请逐字复述记录中从开头起、至包含“top-left (374, 70), bottom-right (417, 83)”的那一行为止的各行，首尾两行均计入，答案中略去图片。

* [待处理数据]:
================================
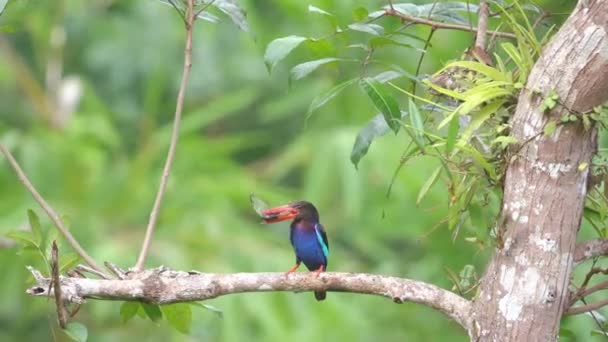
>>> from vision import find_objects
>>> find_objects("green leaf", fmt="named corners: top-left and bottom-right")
top-left (359, 77), bottom-right (401, 134)
top-left (308, 5), bottom-right (333, 17)
top-left (27, 209), bottom-right (42, 245)
top-left (141, 303), bottom-right (163, 323)
top-left (435, 61), bottom-right (511, 83)
top-left (353, 7), bottom-right (369, 21)
top-left (374, 70), bottom-right (417, 83)
top-left (369, 36), bottom-right (416, 52)
top-left (543, 120), bottom-right (557, 137)
top-left (416, 166), bottom-right (443, 205)
top-left (161, 303), bottom-right (192, 334)
top-left (6, 230), bottom-right (40, 248)
top-left (460, 99), bottom-right (505, 143)
top-left (348, 23), bottom-right (384, 36)
top-left (63, 322), bottom-right (89, 342)
top-left (408, 98), bottom-right (424, 145)
top-left (59, 252), bottom-right (80, 273)
top-left (0, 0), bottom-right (8, 14)
top-left (290, 57), bottom-right (344, 81)
top-left (559, 328), bottom-right (576, 341)
top-left (306, 78), bottom-right (357, 117)
top-left (588, 329), bottom-right (608, 337)
top-left (249, 194), bottom-right (269, 216)
top-left (491, 135), bottom-right (517, 149)
top-left (445, 115), bottom-right (460, 153)
top-left (120, 302), bottom-right (140, 323)
top-left (264, 36), bottom-right (308, 72)
top-left (212, 0), bottom-right (250, 32)
top-left (350, 114), bottom-right (390, 169)
top-left (188, 302), bottom-right (224, 318)
top-left (578, 162), bottom-right (589, 171)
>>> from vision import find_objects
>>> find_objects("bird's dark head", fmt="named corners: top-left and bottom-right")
top-left (262, 201), bottom-right (319, 223)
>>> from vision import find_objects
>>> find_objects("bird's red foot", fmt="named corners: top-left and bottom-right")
top-left (285, 264), bottom-right (300, 277)
top-left (312, 265), bottom-right (325, 277)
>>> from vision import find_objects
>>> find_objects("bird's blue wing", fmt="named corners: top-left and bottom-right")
top-left (315, 223), bottom-right (329, 263)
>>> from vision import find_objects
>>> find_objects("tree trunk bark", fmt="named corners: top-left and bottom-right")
top-left (470, 0), bottom-right (608, 341)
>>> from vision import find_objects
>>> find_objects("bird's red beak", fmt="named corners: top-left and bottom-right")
top-left (261, 204), bottom-right (300, 223)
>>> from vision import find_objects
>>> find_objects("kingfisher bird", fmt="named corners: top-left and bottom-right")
top-left (261, 201), bottom-right (329, 301)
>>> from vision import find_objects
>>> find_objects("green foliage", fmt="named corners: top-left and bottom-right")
top-left (140, 303), bottom-right (163, 323)
top-left (161, 303), bottom-right (192, 334)
top-left (359, 77), bottom-right (401, 133)
top-left (0, 0), bottom-right (607, 341)
top-left (63, 322), bottom-right (89, 342)
top-left (120, 302), bottom-right (140, 323)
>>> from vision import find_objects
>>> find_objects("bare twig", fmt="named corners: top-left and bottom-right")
top-left (472, 1), bottom-right (495, 65)
top-left (384, 8), bottom-right (517, 39)
top-left (573, 280), bottom-right (608, 302)
top-left (574, 239), bottom-right (608, 264)
top-left (196, 0), bottom-right (215, 22)
top-left (475, 1), bottom-right (490, 51)
top-left (103, 261), bottom-right (127, 279)
top-left (0, 144), bottom-right (104, 273)
top-left (564, 299), bottom-right (608, 316)
top-left (27, 267), bottom-right (471, 330)
top-left (134, 0), bottom-right (196, 271)
top-left (49, 240), bottom-right (68, 329)
top-left (76, 265), bottom-right (110, 279)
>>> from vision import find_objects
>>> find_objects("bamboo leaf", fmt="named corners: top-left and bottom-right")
top-left (212, 0), bottom-right (250, 32)
top-left (140, 303), bottom-right (163, 323)
top-left (63, 322), bottom-right (89, 342)
top-left (290, 57), bottom-right (344, 81)
top-left (348, 23), bottom-right (384, 36)
top-left (416, 166), bottom-right (443, 205)
top-left (359, 77), bottom-right (401, 134)
top-left (445, 115), bottom-right (460, 153)
top-left (161, 303), bottom-right (192, 334)
top-left (350, 114), bottom-right (390, 169)
top-left (408, 99), bottom-right (424, 145)
top-left (306, 78), bottom-right (357, 118)
top-left (120, 302), bottom-right (140, 323)
top-left (264, 36), bottom-right (308, 72)
top-left (308, 5), bottom-right (333, 17)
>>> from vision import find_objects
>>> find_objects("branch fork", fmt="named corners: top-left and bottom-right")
top-left (26, 266), bottom-right (471, 330)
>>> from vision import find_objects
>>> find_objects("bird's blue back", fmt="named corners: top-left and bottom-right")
top-left (290, 220), bottom-right (329, 271)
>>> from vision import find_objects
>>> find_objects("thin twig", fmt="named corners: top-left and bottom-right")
top-left (384, 8), bottom-right (517, 39)
top-left (0, 144), bottom-right (104, 273)
top-left (196, 0), bottom-right (215, 22)
top-left (473, 1), bottom-right (495, 65)
top-left (104, 261), bottom-right (127, 279)
top-left (51, 240), bottom-right (68, 329)
top-left (169, 0), bottom-right (186, 24)
top-left (575, 280), bottom-right (608, 301)
top-left (76, 265), bottom-right (110, 279)
top-left (574, 238), bottom-right (608, 264)
top-left (564, 299), bottom-right (608, 316)
top-left (134, 0), bottom-right (196, 271)
top-left (475, 1), bottom-right (490, 50)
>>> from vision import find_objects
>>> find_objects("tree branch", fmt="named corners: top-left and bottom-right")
top-left (564, 299), bottom-right (608, 316)
top-left (26, 266), bottom-right (472, 331)
top-left (574, 239), bottom-right (608, 264)
top-left (134, 0), bottom-right (196, 270)
top-left (475, 1), bottom-right (490, 51)
top-left (0, 144), bottom-right (105, 274)
top-left (384, 7), bottom-right (517, 39)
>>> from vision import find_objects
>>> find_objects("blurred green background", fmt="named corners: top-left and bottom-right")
top-left (0, 0), bottom-right (591, 341)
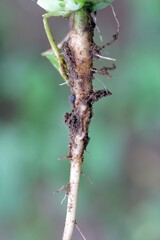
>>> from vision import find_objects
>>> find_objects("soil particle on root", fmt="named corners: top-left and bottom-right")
top-left (89, 42), bottom-right (101, 60)
top-left (92, 64), bottom-right (116, 78)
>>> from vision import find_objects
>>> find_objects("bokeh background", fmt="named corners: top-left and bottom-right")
top-left (0, 0), bottom-right (160, 240)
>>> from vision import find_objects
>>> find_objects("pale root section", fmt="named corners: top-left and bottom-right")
top-left (62, 136), bottom-right (83, 240)
top-left (62, 13), bottom-right (93, 240)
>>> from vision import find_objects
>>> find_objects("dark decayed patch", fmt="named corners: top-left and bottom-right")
top-left (64, 109), bottom-right (82, 136)
top-left (62, 42), bottom-right (78, 87)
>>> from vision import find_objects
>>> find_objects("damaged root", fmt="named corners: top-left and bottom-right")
top-left (91, 64), bottom-right (116, 78)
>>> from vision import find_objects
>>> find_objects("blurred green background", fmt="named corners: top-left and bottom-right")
top-left (0, 0), bottom-right (160, 240)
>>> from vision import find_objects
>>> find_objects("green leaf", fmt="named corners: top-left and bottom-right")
top-left (37, 0), bottom-right (65, 12)
top-left (37, 0), bottom-right (85, 12)
top-left (84, 0), bottom-right (114, 12)
top-left (43, 51), bottom-right (59, 72)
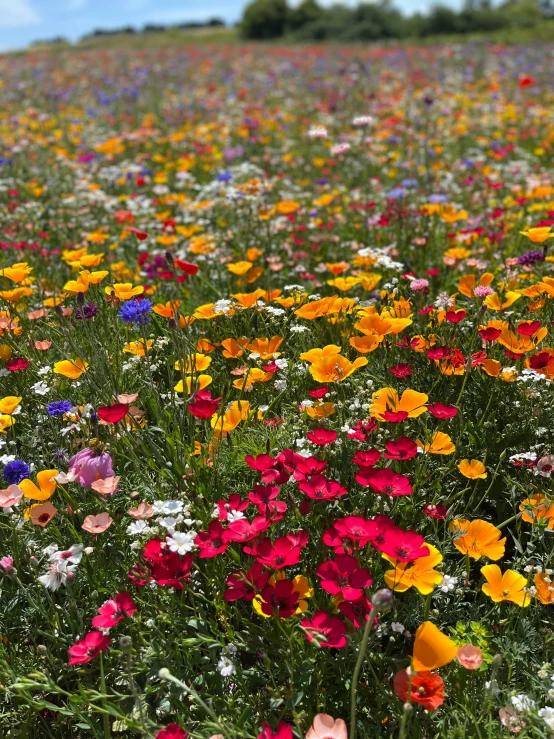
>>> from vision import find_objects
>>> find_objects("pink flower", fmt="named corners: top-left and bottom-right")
top-left (91, 475), bottom-right (120, 495)
top-left (306, 713), bottom-right (348, 739)
top-left (456, 644), bottom-right (483, 670)
top-left (0, 485), bottom-right (23, 508)
top-left (67, 631), bottom-right (110, 665)
top-left (69, 447), bottom-right (114, 490)
top-left (92, 593), bottom-right (137, 629)
top-left (81, 513), bottom-right (113, 534)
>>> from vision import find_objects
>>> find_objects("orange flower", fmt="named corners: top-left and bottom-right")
top-left (416, 431), bottom-right (456, 454)
top-left (382, 544), bottom-right (442, 595)
top-left (458, 459), bottom-right (487, 480)
top-left (481, 565), bottom-right (531, 608)
top-left (412, 621), bottom-right (458, 672)
top-left (310, 354), bottom-right (367, 382)
top-left (19, 470), bottom-right (58, 500)
top-left (366, 388), bottom-right (429, 421)
top-left (450, 518), bottom-right (506, 560)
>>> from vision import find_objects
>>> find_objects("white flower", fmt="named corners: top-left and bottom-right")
top-left (217, 655), bottom-right (235, 677)
top-left (127, 521), bottom-right (150, 536)
top-left (165, 531), bottom-right (196, 554)
top-left (439, 575), bottom-right (458, 593)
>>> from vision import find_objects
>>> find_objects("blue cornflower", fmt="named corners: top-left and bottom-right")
top-left (2, 459), bottom-right (31, 485)
top-left (119, 298), bottom-right (152, 326)
top-left (47, 400), bottom-right (73, 416)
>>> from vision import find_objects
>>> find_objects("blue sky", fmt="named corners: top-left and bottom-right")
top-left (0, 0), bottom-right (457, 50)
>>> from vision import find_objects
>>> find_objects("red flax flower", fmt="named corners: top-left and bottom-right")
top-left (194, 521), bottom-right (229, 559)
top-left (67, 631), bottom-right (110, 665)
top-left (252, 531), bottom-right (308, 570)
top-left (187, 390), bottom-right (221, 418)
top-left (223, 562), bottom-right (270, 603)
top-left (385, 436), bottom-right (417, 460)
top-left (92, 593), bottom-right (137, 629)
top-left (356, 467), bottom-right (412, 497)
top-left (373, 527), bottom-right (429, 562)
top-left (316, 554), bottom-right (372, 600)
top-left (394, 670), bottom-right (444, 711)
top-left (301, 611), bottom-right (347, 649)
top-left (258, 721), bottom-right (293, 739)
top-left (306, 428), bottom-right (337, 446)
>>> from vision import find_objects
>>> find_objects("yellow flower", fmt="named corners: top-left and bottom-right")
top-left (54, 359), bottom-right (88, 380)
top-left (481, 565), bottom-right (531, 608)
top-left (458, 459), bottom-right (487, 480)
top-left (0, 395), bottom-right (22, 416)
top-left (382, 544), bottom-right (442, 595)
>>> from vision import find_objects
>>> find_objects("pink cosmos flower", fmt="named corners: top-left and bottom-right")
top-left (81, 513), bottom-right (113, 534)
top-left (92, 593), bottom-right (137, 629)
top-left (67, 631), bottom-right (110, 665)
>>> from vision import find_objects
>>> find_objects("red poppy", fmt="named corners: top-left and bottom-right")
top-left (352, 449), bottom-right (381, 467)
top-left (156, 724), bottom-right (188, 739)
top-left (423, 503), bottom-right (448, 521)
top-left (385, 436), bottom-right (417, 460)
top-left (394, 670), bottom-right (444, 711)
top-left (67, 631), bottom-right (110, 665)
top-left (187, 390), bottom-right (221, 418)
top-left (194, 521), bottom-right (229, 559)
top-left (372, 526), bottom-right (429, 562)
top-left (249, 531), bottom-right (308, 570)
top-left (356, 467), bottom-right (413, 497)
top-left (316, 554), bottom-right (372, 600)
top-left (96, 403), bottom-right (129, 424)
top-left (301, 611), bottom-right (347, 649)
top-left (427, 403), bottom-right (458, 418)
top-left (92, 593), bottom-right (137, 629)
top-left (223, 562), bottom-right (271, 603)
top-left (389, 363), bottom-right (412, 379)
top-left (306, 428), bottom-right (337, 446)
top-left (258, 721), bottom-right (293, 739)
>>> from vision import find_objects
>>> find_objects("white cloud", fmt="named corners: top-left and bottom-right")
top-left (0, 0), bottom-right (41, 28)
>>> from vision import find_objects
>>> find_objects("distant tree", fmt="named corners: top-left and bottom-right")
top-left (241, 0), bottom-right (289, 39)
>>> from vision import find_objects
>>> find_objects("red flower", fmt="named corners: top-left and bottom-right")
top-left (479, 328), bottom-right (502, 341)
top-left (373, 526), bottom-right (429, 562)
top-left (356, 467), bottom-right (412, 497)
top-left (352, 449), bottom-right (381, 467)
top-left (156, 724), bottom-right (188, 739)
top-left (316, 554), bottom-right (372, 600)
top-left (194, 521), bottom-right (229, 559)
top-left (67, 631), bottom-right (110, 665)
top-left (389, 363), bottom-right (412, 380)
top-left (252, 531), bottom-right (308, 570)
top-left (339, 593), bottom-right (379, 629)
top-left (6, 357), bottom-right (31, 372)
top-left (223, 562), bottom-right (271, 603)
top-left (96, 403), bottom-right (129, 424)
top-left (423, 503), bottom-right (448, 521)
top-left (308, 385), bottom-right (329, 400)
top-left (394, 670), bottom-right (444, 711)
top-left (258, 721), bottom-right (293, 739)
top-left (306, 428), bottom-right (337, 446)
top-left (260, 580), bottom-right (300, 618)
top-left (174, 259), bottom-right (198, 275)
top-left (301, 611), bottom-right (347, 649)
top-left (298, 475), bottom-right (348, 500)
top-left (385, 436), bottom-right (417, 460)
top-left (187, 390), bottom-right (221, 418)
top-left (92, 593), bottom-right (137, 629)
top-left (427, 403), bottom-right (458, 418)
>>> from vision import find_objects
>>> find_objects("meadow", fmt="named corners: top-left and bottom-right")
top-left (0, 39), bottom-right (554, 739)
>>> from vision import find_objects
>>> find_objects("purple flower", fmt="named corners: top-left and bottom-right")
top-left (69, 447), bottom-right (114, 490)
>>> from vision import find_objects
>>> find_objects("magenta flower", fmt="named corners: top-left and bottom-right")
top-left (67, 631), bottom-right (110, 665)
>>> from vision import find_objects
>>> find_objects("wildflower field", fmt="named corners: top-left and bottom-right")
top-left (0, 44), bottom-right (554, 739)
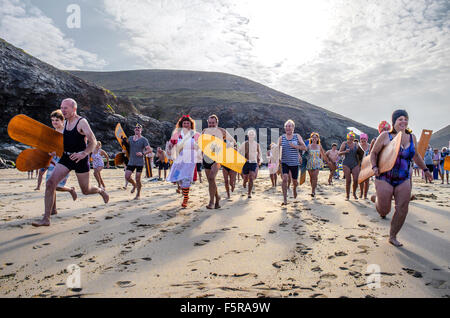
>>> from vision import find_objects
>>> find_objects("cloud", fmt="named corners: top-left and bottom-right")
top-left (0, 0), bottom-right (107, 69)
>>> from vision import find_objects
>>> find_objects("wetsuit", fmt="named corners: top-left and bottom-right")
top-left (58, 118), bottom-right (89, 173)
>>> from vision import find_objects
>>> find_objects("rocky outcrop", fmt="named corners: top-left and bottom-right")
top-left (0, 39), bottom-right (171, 160)
top-left (71, 70), bottom-right (378, 149)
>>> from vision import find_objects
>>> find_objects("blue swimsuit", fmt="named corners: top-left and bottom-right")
top-left (376, 133), bottom-right (416, 187)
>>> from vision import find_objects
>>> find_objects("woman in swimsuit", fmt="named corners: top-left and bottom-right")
top-left (370, 110), bottom-right (433, 247)
top-left (339, 131), bottom-right (359, 201)
top-left (278, 119), bottom-right (306, 205)
top-left (91, 141), bottom-right (109, 189)
top-left (306, 132), bottom-right (328, 197)
top-left (359, 134), bottom-right (370, 200)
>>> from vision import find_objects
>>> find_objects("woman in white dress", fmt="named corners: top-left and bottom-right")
top-left (167, 115), bottom-right (200, 208)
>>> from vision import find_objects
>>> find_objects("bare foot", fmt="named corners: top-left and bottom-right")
top-left (99, 189), bottom-right (109, 203)
top-left (70, 187), bottom-right (78, 201)
top-left (31, 219), bottom-right (50, 227)
top-left (389, 237), bottom-right (403, 247)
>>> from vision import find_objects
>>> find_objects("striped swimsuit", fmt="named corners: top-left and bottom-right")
top-left (281, 134), bottom-right (300, 180)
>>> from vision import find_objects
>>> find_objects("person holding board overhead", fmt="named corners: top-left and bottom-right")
top-left (370, 110), bottom-right (433, 247)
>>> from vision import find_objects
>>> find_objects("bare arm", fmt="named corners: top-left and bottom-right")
top-left (370, 132), bottom-right (390, 177)
top-left (338, 141), bottom-right (349, 156)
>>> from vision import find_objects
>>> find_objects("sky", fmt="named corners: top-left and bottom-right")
top-left (0, 0), bottom-right (450, 136)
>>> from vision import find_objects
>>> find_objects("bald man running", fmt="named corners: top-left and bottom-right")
top-left (32, 98), bottom-right (109, 227)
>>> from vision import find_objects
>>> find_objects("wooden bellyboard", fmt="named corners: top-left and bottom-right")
top-left (417, 129), bottom-right (433, 158)
top-left (114, 123), bottom-right (130, 158)
top-left (16, 149), bottom-right (52, 172)
top-left (198, 134), bottom-right (247, 173)
top-left (358, 132), bottom-right (403, 183)
top-left (8, 114), bottom-right (64, 157)
top-left (114, 152), bottom-right (125, 167)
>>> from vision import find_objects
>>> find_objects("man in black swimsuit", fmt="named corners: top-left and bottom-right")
top-left (32, 98), bottom-right (109, 227)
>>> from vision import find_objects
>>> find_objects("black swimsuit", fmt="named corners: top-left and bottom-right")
top-left (58, 118), bottom-right (89, 173)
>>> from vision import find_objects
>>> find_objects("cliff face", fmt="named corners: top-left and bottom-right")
top-left (0, 39), bottom-right (172, 160)
top-left (71, 70), bottom-right (378, 149)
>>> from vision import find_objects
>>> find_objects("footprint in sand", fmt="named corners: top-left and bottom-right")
top-left (116, 280), bottom-right (136, 288)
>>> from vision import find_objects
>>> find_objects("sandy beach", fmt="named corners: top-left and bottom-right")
top-left (0, 169), bottom-right (450, 298)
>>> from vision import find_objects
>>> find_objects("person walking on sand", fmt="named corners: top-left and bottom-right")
top-left (278, 119), bottom-right (307, 205)
top-left (359, 133), bottom-right (370, 200)
top-left (370, 110), bottom-right (433, 247)
top-left (239, 129), bottom-right (262, 199)
top-left (202, 115), bottom-right (236, 209)
top-left (440, 147), bottom-right (450, 184)
top-left (91, 141), bottom-right (109, 189)
top-left (167, 115), bottom-right (200, 208)
top-left (326, 143), bottom-right (339, 185)
top-left (306, 132), bottom-right (328, 197)
top-left (32, 98), bottom-right (109, 227)
top-left (268, 143), bottom-right (280, 187)
top-left (125, 124), bottom-right (151, 200)
top-left (339, 131), bottom-right (360, 201)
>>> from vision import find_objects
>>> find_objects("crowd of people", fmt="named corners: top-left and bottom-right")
top-left (27, 98), bottom-right (449, 246)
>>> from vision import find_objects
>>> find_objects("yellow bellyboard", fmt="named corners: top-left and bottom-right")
top-left (198, 134), bottom-right (247, 173)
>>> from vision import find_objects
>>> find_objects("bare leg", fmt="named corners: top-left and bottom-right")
top-left (389, 180), bottom-right (411, 247)
top-left (281, 173), bottom-right (289, 205)
top-left (32, 163), bottom-right (69, 227)
top-left (349, 166), bottom-right (359, 200)
top-left (34, 168), bottom-right (46, 191)
top-left (76, 172), bottom-right (109, 203)
top-left (56, 187), bottom-right (78, 201)
top-left (134, 170), bottom-right (142, 200)
top-left (125, 170), bottom-right (136, 193)
top-left (222, 168), bottom-right (231, 199)
top-left (343, 166), bottom-right (352, 201)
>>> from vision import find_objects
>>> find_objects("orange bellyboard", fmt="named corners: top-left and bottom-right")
top-left (8, 114), bottom-right (64, 157)
top-left (16, 149), bottom-right (52, 172)
top-left (358, 132), bottom-right (403, 183)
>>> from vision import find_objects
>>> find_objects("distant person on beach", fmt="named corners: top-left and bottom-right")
top-left (125, 124), bottom-right (151, 200)
top-left (167, 115), bottom-right (200, 208)
top-left (440, 147), bottom-right (450, 184)
top-left (202, 115), bottom-right (236, 209)
top-left (32, 98), bottom-right (109, 226)
top-left (156, 147), bottom-right (170, 180)
top-left (422, 145), bottom-right (434, 183)
top-left (339, 131), bottom-right (360, 201)
top-left (326, 143), bottom-right (339, 185)
top-left (278, 119), bottom-right (307, 205)
top-left (370, 110), bottom-right (433, 247)
top-left (239, 129), bottom-right (262, 199)
top-left (91, 141), bottom-right (109, 189)
top-left (359, 133), bottom-right (370, 200)
top-left (306, 132), bottom-right (328, 197)
top-left (267, 143), bottom-right (280, 187)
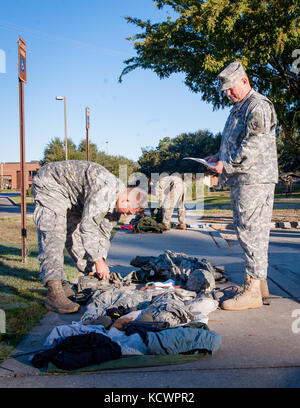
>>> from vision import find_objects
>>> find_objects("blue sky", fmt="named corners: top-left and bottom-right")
top-left (0, 0), bottom-right (228, 162)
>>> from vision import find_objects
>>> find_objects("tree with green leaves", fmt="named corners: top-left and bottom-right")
top-left (40, 138), bottom-right (138, 178)
top-left (120, 0), bottom-right (300, 154)
top-left (139, 130), bottom-right (221, 177)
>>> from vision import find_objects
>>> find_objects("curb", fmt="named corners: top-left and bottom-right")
top-left (210, 221), bottom-right (300, 230)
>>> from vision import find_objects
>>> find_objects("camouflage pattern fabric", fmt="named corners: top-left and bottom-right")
top-left (155, 175), bottom-right (186, 225)
top-left (231, 184), bottom-right (275, 279)
top-left (33, 160), bottom-right (125, 284)
top-left (218, 90), bottom-right (278, 187)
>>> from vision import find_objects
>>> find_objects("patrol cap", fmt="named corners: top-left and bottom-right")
top-left (218, 61), bottom-right (246, 91)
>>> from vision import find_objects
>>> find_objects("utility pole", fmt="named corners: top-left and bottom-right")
top-left (56, 96), bottom-right (68, 160)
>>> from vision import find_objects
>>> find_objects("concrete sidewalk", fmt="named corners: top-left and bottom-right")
top-left (0, 222), bottom-right (300, 388)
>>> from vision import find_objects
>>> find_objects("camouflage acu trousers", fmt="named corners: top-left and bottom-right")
top-left (231, 183), bottom-right (275, 279)
top-left (159, 184), bottom-right (186, 224)
top-left (33, 202), bottom-right (95, 285)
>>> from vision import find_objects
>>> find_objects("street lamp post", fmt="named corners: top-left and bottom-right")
top-left (56, 96), bottom-right (68, 160)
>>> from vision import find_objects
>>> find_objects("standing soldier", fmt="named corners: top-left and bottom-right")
top-left (33, 160), bottom-right (147, 313)
top-left (206, 62), bottom-right (278, 310)
top-left (155, 173), bottom-right (186, 230)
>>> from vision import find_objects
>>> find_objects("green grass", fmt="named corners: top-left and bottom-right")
top-left (0, 217), bottom-right (126, 364)
top-left (0, 217), bottom-right (78, 363)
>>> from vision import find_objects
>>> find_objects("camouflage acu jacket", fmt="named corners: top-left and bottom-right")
top-left (33, 160), bottom-right (125, 261)
top-left (218, 90), bottom-right (278, 186)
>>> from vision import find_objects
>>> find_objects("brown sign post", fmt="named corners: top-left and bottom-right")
top-left (85, 106), bottom-right (90, 161)
top-left (18, 36), bottom-right (27, 263)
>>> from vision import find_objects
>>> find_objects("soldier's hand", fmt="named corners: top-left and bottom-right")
top-left (207, 160), bottom-right (225, 174)
top-left (95, 258), bottom-right (109, 279)
top-left (204, 156), bottom-right (218, 163)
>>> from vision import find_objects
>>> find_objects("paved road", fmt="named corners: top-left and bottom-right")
top-left (0, 214), bottom-right (300, 388)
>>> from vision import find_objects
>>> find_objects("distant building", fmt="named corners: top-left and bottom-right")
top-left (0, 160), bottom-right (41, 190)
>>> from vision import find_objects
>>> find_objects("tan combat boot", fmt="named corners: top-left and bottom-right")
top-left (45, 280), bottom-right (80, 314)
top-left (176, 224), bottom-right (186, 230)
top-left (221, 274), bottom-right (263, 310)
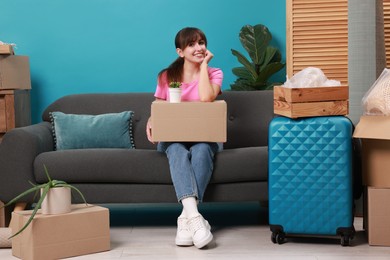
================================
* [练习作答]:
>>> from vision import find_objects
>>> find_objects("green leaf", fmt="named corners: top-left and bottom-right")
top-left (359, 77), bottom-right (401, 134)
top-left (308, 5), bottom-right (333, 17)
top-left (27, 209), bottom-right (42, 245)
top-left (141, 303), bottom-right (163, 323)
top-left (435, 61), bottom-right (511, 83)
top-left (353, 7), bottom-right (369, 21)
top-left (374, 70), bottom-right (417, 83)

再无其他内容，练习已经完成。